[À faire]
1. Répondez aux questions suivantes d'après le texte sur le créole.
(a) En quelle année Jean Bernabé crée-t-il le G.E.R.E.C ?
(b) De quel diplôme Tony Mango est-il titulaire ?
(c) Quel ouvrage Lambert-Félix Prudent publie-t-il en 1980 aux Editions Caribéennes ?
2. Résumez le texte sur le créole en deux phrases.
3. Veuillez recopier le passage du texte sur le créole qui commence par « Ici, nous sommes » et s'arrête après « et dans l’hexagone. », en remplaçant « élèves » par « étudiants ».

[Texte]
•••••

Les fêtes associatives soit disant « acra boudin », les boites de nuit sont, elles-aussi dans l’arène sans se dévoiler, sans s’annoncer en stratèges.

Tous deviennent ambassadeurs du créole, un créole qui commence à faire tâche dans l’administration et qui dérange.

Sé Pasians  ki bat brital»

Dans les années 80/90 et les années suivants le créole veut s’affirmer, il  ne veut plus rester « Anba fey » (poème –Daniel Boukman 1987). Il veut se déployer au grand jour.

Ici, il se fait international, ne craint pas le mal de mer, ni la souffrance de l’exile car il se déplace avec sa trousse de pharmacie faite  en peau de  Kassav : Zouk-la sé sèl médikaman nou ni scande-t-il à tue-tête.

Là, il se cherche, s’interroge sur lui-même. Il se fait savant. Son travail anba fey a commencé bien avant. Tant d’autres s’y attèlent déjà dans le monde. En 1975 avec deux de ses chercheurs de choix, Laënnec Hurbon (haïtien) sociologue, et Dany Bébèl-Gisler, sociologue  et linguiste Guadeloupéenne il rentre, pour sa part, dans le concert des questionneurs des sciences humaines. On dit que c’est avec  Cultures et pouvoir dans la Caraïbe (l’harmattan), où il s’exprime pour la première fois, dans un langage savant, bien évidemment en créole sur des sujets traitant des problèmes économiques et politiques concernant la Guadeloupe et Haïti. L’ouvrage est écrit en français et en créole.

Ba mwen  lè, mi ta-w mi ta mwen

Le créole se rebelle, il est à l’université à la recherche de ses racines. Ici, il est avec un de ses puissants ambassadeurs, Jean Bernabé qui crée rien que pour lui en 1975, le G.E.R.E.C (Groupe d’Études et de Recherches en Espace Créolophone).  Il se structure, marque son territoire, montre ses différences par rapport aux autres créoles, il se fait lire, écrire, conté.

Tant  qu’à faire, il ne veut plus être qu’on le qualifie  de patois, de » Baragoin ». Il est Langue un point c’est tout. Il se fait accompagner, notamment à Aix-en-Provence par Lambert-Félix Prudent Sociolinguiste qui publie justement, en son nom aux Editions Caribéennes, en 1980, « Des baragoins à la langue antillaise ».

A l’Université des Antilles-Guyane, il délivre aujourd’hui des diplômes le concernant allant même jusqu’au doctorat, diplôme bien français. Il, le créole,  est choisi en option au BAC.

An ja la an rété, Sé mwen ki la  

Ici, nous sommes en Région Parisienne, ce Monsieur, face à ses élèves, c’est Tony Mango, il est un professeur de créole dans un Lycée. Il est titulaire du CAPES Créole, Certificat d’aptitude au professorat de l’enseignement du second degré, une distinction bien professionnelle française… C’est dire le chemin parcouru par le créole dans laps de temps aussi court.

Aujourd’hui, le créole sur les ondes des radios officielles ou privées aux Antilles-Guyane ou encore sur les ondes de quelques radios privées dans l’hexagone nous semble naturel, normal même. Il en est de même dans nos églises aux Antilles-Guyane et dans l’hexagone.

•••••

[Données sources]
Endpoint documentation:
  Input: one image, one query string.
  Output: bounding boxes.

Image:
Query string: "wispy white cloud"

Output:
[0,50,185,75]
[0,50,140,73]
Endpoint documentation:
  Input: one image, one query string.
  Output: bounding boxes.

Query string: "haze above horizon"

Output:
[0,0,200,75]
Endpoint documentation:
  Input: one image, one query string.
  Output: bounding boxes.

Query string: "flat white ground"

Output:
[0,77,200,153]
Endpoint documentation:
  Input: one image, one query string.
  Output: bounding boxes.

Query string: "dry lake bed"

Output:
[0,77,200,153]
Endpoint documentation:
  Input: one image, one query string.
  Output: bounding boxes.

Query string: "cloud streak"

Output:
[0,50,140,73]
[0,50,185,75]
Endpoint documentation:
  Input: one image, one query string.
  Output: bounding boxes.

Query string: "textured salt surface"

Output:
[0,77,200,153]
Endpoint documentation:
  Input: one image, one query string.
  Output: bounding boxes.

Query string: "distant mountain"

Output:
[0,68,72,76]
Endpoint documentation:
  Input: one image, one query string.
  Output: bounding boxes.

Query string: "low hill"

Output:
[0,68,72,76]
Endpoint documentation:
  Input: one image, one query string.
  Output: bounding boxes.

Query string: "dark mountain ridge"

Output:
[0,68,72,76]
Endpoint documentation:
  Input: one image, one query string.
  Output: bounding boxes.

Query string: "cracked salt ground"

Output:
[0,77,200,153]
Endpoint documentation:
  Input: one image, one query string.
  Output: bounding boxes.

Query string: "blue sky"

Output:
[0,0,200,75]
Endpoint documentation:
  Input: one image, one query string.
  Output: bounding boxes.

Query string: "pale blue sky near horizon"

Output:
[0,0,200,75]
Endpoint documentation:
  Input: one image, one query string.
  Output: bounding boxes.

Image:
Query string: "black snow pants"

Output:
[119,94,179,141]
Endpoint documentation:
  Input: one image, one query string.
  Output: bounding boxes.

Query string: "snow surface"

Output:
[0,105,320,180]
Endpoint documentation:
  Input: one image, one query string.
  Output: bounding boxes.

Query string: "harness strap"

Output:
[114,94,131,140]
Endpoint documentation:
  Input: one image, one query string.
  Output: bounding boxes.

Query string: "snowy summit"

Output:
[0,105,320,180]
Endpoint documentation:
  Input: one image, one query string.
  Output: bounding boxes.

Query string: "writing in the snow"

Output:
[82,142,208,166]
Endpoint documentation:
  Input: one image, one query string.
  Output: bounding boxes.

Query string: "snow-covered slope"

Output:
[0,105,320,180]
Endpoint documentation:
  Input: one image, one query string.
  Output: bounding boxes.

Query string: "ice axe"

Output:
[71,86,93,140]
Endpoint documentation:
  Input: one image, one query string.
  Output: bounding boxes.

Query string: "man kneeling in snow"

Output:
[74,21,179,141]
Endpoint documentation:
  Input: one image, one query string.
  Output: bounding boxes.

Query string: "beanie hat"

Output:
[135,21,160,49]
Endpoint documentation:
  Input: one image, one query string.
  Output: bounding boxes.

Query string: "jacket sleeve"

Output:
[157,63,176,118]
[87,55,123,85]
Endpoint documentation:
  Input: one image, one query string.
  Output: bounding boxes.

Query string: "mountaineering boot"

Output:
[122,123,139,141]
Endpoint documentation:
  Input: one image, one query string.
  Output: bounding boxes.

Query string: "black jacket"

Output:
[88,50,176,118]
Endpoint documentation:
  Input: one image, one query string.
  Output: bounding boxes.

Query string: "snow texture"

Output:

•••••

[Corrigés]
1.
(a) En 1975.
(b) Du CAPES Créole.
(c) « Des baragoins à la langue antillaise ».

2. À partir des années 80/90, le créole veut s'affirmer au grand jour : il entre à l'université, notamment avec le G.E.R.E.C créé par Jean Bernabé en 1975, et refuse d'être qualifié de patois. Aujourd'hui, l'Université des Antilles-Guyane délivre des diplômes de créole jusqu'au doctorat, le créole est choisi en option au BAC, enseigné en lycée par des titulaires du CAPES Créole et entendu sur les radios comme dans les églises.

3.
Ici, nous sommes en Région Parisienne, ce Monsieur, face à ses étudiants, c’est Tony Mango, il est un professeur de créole dans un Lycée. Il est titulaire du CAPES Créole, Certificat d’aptitude au professorat de l’enseignement du second degré, une distinction bien professionnelle française… C’est dire le chemin parcouru par le créole dans laps de temps aussi court.

Aujourd’hui, le créole sur les ondes des radios officielles ou privées aux Antilles-Guyane ou encore sur les ondes de quelques radios privées dans l’hexagone nous semble naturel, normal même. Il en est de même dans nos églises aux Antilles-Guyane et dans l’hexagone.